## Document text
########################################

Joseph Martinek, the editor of the American Labor News (a Czech-language socialist weekly), was the meeting's principal speaker and was quoted as saying, "the time has come when Cleveland must put an end to police brutality." Moreover, he added, "Our police are extremely gentle with gangsters, racketeers and robbers. But the same police who are mild with real criminals too often are brutal to minor offenders. Frank Pojman was murdered by members of the Cleveland Police Department. It was one of the most hideous crimes in the history of Cleveland. We can't bring Frank Pojman back to life, but we can see that this case is the last one of its kind."

########################################

## Raw data

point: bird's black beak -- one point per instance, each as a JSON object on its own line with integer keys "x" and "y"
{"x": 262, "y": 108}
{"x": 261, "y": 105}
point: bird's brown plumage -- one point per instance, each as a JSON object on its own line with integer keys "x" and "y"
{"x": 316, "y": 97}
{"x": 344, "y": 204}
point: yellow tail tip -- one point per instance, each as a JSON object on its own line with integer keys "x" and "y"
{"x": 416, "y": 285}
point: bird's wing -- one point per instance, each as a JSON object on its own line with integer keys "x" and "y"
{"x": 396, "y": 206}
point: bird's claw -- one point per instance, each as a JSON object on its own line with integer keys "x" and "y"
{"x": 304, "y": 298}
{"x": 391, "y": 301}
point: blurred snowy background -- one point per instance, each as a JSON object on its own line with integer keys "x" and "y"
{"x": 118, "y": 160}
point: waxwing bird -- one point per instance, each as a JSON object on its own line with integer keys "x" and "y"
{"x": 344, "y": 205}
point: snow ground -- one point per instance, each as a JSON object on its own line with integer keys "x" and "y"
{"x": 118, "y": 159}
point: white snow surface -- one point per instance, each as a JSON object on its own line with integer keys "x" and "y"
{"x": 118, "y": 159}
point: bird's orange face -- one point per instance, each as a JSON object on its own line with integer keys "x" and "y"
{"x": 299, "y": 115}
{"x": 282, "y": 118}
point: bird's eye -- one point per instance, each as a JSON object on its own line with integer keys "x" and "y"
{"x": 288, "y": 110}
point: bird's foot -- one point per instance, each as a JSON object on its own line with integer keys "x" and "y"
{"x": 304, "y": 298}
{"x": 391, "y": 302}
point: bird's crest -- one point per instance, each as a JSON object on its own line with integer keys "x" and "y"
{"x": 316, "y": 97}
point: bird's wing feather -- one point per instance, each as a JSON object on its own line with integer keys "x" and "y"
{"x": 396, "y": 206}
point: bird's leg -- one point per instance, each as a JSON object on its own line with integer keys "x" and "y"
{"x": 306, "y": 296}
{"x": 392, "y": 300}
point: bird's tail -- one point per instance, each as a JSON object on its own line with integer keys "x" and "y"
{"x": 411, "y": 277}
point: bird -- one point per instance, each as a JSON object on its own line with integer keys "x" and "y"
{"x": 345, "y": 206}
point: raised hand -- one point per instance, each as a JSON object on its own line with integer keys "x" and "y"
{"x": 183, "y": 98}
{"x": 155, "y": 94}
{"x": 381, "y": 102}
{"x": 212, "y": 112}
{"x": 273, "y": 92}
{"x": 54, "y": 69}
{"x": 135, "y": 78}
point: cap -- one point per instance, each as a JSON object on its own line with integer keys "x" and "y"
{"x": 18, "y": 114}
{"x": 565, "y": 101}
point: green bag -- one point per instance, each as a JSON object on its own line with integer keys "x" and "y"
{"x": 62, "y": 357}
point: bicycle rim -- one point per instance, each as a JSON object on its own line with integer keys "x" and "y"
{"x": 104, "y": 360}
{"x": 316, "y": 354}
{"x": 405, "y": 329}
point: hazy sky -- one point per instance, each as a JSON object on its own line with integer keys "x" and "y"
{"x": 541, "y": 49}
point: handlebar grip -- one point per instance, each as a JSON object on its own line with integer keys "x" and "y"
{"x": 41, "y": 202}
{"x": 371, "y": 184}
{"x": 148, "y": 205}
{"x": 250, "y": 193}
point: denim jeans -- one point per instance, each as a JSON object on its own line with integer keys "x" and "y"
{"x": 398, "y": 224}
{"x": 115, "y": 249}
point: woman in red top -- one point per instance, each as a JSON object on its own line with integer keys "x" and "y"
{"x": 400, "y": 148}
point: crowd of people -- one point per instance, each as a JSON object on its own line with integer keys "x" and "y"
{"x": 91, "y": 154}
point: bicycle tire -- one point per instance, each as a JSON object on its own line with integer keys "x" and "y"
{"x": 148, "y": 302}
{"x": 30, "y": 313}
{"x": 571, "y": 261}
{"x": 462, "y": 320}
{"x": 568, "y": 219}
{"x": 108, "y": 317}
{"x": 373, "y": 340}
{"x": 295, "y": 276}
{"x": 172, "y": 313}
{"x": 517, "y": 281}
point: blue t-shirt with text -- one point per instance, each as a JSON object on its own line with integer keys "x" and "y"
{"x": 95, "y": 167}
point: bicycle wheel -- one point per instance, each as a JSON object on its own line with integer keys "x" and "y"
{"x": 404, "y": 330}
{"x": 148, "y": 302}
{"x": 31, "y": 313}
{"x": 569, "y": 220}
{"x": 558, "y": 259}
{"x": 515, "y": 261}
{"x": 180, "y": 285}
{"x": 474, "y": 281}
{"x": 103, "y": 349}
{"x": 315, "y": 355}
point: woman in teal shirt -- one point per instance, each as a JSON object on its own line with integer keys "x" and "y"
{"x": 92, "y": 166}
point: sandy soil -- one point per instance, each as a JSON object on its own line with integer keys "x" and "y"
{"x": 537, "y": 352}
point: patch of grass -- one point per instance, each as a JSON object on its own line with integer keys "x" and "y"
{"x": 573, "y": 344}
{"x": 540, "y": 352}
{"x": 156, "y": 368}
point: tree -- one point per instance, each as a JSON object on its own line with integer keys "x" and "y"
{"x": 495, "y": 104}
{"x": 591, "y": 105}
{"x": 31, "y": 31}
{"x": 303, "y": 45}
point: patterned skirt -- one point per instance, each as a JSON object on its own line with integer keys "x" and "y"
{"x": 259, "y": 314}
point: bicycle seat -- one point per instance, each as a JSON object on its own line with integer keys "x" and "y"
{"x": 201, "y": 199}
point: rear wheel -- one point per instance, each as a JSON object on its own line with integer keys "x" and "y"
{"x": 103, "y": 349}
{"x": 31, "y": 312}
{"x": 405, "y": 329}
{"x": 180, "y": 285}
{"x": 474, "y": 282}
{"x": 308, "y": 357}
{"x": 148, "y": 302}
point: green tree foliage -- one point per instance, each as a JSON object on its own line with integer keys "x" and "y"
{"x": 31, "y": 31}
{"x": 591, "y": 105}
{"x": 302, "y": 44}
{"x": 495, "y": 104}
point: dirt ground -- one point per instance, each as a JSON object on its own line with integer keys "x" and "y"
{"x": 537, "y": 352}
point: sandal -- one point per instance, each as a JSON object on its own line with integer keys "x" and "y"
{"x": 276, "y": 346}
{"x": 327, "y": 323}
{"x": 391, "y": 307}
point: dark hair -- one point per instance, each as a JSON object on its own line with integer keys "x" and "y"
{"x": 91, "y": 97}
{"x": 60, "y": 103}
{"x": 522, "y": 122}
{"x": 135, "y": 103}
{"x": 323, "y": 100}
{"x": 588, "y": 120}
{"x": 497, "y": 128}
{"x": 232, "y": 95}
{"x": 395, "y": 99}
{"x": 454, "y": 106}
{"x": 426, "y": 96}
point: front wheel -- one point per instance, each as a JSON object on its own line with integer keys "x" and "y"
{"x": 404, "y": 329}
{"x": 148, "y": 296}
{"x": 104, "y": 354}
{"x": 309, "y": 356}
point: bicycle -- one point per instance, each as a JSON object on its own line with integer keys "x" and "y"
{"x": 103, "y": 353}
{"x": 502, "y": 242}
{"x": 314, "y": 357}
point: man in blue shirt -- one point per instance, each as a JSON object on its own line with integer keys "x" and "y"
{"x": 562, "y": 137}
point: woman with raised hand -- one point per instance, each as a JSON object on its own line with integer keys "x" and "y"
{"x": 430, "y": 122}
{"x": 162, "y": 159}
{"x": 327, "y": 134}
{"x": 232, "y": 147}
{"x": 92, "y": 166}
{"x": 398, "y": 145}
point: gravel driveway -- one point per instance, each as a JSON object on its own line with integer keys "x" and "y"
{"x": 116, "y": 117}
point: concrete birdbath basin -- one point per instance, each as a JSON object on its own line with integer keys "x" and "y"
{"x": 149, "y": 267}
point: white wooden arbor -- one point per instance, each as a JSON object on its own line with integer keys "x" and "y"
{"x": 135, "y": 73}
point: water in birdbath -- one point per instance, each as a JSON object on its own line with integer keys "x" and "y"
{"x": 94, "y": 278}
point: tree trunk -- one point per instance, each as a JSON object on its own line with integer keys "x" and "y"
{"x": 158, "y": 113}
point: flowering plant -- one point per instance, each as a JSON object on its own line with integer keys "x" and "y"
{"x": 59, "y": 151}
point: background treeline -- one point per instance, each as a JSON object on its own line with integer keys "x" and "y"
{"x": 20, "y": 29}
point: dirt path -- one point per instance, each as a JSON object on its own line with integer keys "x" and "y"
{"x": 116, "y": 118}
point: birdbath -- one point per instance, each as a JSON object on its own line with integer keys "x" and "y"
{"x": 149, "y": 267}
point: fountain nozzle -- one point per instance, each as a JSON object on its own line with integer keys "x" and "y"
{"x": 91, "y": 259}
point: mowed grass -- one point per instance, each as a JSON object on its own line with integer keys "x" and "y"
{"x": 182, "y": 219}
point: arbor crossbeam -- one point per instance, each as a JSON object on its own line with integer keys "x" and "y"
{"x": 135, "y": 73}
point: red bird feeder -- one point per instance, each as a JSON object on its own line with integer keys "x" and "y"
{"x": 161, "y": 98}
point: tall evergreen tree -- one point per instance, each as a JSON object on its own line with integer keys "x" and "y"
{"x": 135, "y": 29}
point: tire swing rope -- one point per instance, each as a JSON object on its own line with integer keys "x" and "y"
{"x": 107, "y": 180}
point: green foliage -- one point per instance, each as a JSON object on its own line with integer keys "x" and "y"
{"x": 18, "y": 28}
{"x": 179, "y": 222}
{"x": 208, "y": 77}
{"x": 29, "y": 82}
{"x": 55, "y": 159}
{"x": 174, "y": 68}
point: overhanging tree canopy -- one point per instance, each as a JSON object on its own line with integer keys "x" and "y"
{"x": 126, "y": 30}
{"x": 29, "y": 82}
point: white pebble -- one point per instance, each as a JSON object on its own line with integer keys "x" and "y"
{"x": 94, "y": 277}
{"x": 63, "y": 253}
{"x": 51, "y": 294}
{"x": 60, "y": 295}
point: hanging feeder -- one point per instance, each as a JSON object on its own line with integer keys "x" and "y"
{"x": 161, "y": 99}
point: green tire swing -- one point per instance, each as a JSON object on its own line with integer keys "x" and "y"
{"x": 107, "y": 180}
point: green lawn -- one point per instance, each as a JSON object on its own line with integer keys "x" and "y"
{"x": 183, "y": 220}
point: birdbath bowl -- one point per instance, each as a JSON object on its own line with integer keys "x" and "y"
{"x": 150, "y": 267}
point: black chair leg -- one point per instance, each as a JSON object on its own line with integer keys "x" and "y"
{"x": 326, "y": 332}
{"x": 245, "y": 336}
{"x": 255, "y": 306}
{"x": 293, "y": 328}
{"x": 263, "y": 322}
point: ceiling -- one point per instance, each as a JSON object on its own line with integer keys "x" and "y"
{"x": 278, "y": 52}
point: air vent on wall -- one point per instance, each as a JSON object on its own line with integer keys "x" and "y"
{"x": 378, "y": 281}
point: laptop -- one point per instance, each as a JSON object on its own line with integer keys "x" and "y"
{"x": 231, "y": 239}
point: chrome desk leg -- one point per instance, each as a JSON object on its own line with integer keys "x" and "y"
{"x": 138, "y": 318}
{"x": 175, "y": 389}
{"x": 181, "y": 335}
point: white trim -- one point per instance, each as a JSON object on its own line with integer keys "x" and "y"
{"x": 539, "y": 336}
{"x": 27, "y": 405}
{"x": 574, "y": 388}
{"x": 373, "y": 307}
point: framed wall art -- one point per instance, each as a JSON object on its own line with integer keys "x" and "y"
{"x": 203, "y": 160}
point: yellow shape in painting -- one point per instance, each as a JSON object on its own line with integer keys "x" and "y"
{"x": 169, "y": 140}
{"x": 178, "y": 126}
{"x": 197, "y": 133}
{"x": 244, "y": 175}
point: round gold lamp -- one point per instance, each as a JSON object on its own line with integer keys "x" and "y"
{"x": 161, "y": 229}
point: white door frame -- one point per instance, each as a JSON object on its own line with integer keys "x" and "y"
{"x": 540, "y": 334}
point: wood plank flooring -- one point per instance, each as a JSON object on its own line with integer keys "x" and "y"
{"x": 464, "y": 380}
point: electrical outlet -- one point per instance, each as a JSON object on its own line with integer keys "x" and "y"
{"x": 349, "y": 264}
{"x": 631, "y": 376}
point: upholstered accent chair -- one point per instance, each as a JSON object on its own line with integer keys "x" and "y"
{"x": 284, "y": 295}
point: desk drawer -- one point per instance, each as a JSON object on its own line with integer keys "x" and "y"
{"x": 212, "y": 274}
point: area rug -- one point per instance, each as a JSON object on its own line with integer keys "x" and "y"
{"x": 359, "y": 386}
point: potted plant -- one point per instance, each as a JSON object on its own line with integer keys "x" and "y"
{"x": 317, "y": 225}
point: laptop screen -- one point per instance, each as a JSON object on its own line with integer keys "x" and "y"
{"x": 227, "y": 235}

########################################

## Work task
In the text about the meeting over Frank Pojman's death, what publication did the principal speaker edit?

## Output
The American Labor News, a Czech-language socialist weekly.